Directions →
Retype every line below without changing anything, and leave the pictures out.

Records supplied →
——————————

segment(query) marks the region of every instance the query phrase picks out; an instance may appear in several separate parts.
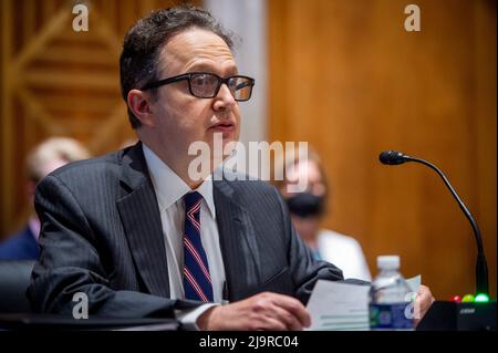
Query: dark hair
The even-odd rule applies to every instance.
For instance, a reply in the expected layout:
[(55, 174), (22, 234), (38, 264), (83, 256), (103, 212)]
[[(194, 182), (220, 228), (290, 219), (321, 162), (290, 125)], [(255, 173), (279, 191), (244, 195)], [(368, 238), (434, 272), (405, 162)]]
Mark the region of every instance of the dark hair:
[[(152, 81), (159, 80), (159, 52), (175, 34), (190, 28), (199, 28), (219, 35), (230, 48), (234, 48), (232, 33), (207, 11), (191, 6), (163, 9), (139, 19), (124, 38), (120, 58), (121, 91), (125, 102), (128, 92)], [(155, 94), (155, 91), (152, 91)], [(128, 106), (129, 123), (133, 128), (141, 122)]]

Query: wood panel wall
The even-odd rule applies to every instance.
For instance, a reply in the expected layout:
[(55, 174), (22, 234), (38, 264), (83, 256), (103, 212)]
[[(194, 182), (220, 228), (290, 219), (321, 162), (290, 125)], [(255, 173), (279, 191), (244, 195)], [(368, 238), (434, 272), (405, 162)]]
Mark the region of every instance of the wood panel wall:
[[(23, 163), (34, 145), (70, 136), (98, 155), (134, 137), (120, 93), (123, 37), (138, 18), (181, 2), (0, 2), (0, 239), (21, 227), (30, 211)], [(89, 6), (87, 32), (73, 31), (76, 3)]]
[(438, 299), (473, 292), (471, 228), (437, 175), (381, 165), (400, 149), (438, 165), (476, 216), (496, 295), (496, 1), (270, 0), (269, 131), (308, 141), (330, 177), (324, 226), (355, 237), (372, 271), (397, 253)]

——————————

Right answer →
segment(query) marks the region of every instance the query phrase picks out; an instance may appear in several separate parts.
Query: dark hair
The even-odd rule applies to every instance.
For instance, a reply in the expected layout:
[(55, 174), (22, 234), (38, 264), (83, 256), (103, 212)]
[[(194, 182), (220, 228), (290, 219), (321, 162), (290, 125)], [(255, 173), (279, 191), (244, 195)], [(368, 238), (434, 272), (405, 162)]]
Mark the region of every instance of the dark hair:
[[(152, 81), (159, 80), (159, 52), (175, 34), (190, 28), (199, 28), (219, 35), (230, 48), (234, 48), (232, 33), (207, 11), (191, 6), (163, 9), (139, 19), (124, 38), (120, 58), (121, 91), (125, 102), (128, 92)], [(155, 94), (155, 91), (152, 91)], [(128, 106), (129, 123), (133, 128), (141, 122)]]

Query: wood panel wall
The even-odd rule applies to every instance.
For instance, a reply in the expected layout:
[(55, 174), (22, 234), (38, 264), (83, 256), (103, 212)]
[[(194, 182), (220, 228), (290, 219), (321, 162), (290, 125)], [(255, 173), (279, 191), (244, 195)], [(368, 238), (434, 272), (405, 162)]]
Mark the region of every instance of the wood panel wall:
[[(23, 163), (34, 145), (70, 136), (98, 155), (134, 137), (120, 93), (123, 37), (138, 18), (181, 2), (0, 2), (0, 239), (21, 227), (30, 211)], [(89, 6), (87, 32), (73, 31), (76, 3)]]
[(438, 299), (473, 292), (471, 228), (437, 175), (381, 165), (400, 149), (438, 165), (476, 216), (496, 295), (496, 1), (270, 0), (269, 131), (308, 141), (330, 177), (324, 226), (355, 237), (372, 271), (397, 253)]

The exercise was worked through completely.